- What the exercise asks: All of the data must be output without alteration.

── Excerpted records

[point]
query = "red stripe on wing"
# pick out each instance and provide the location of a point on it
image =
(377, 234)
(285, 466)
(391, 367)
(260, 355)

────

- Answer to this exercise:
[point]
query = "red stripe on wing"
# pick out each instance and provide the location of a point on it
image =
(377, 234)
(285, 466)
(391, 367)
(260, 355)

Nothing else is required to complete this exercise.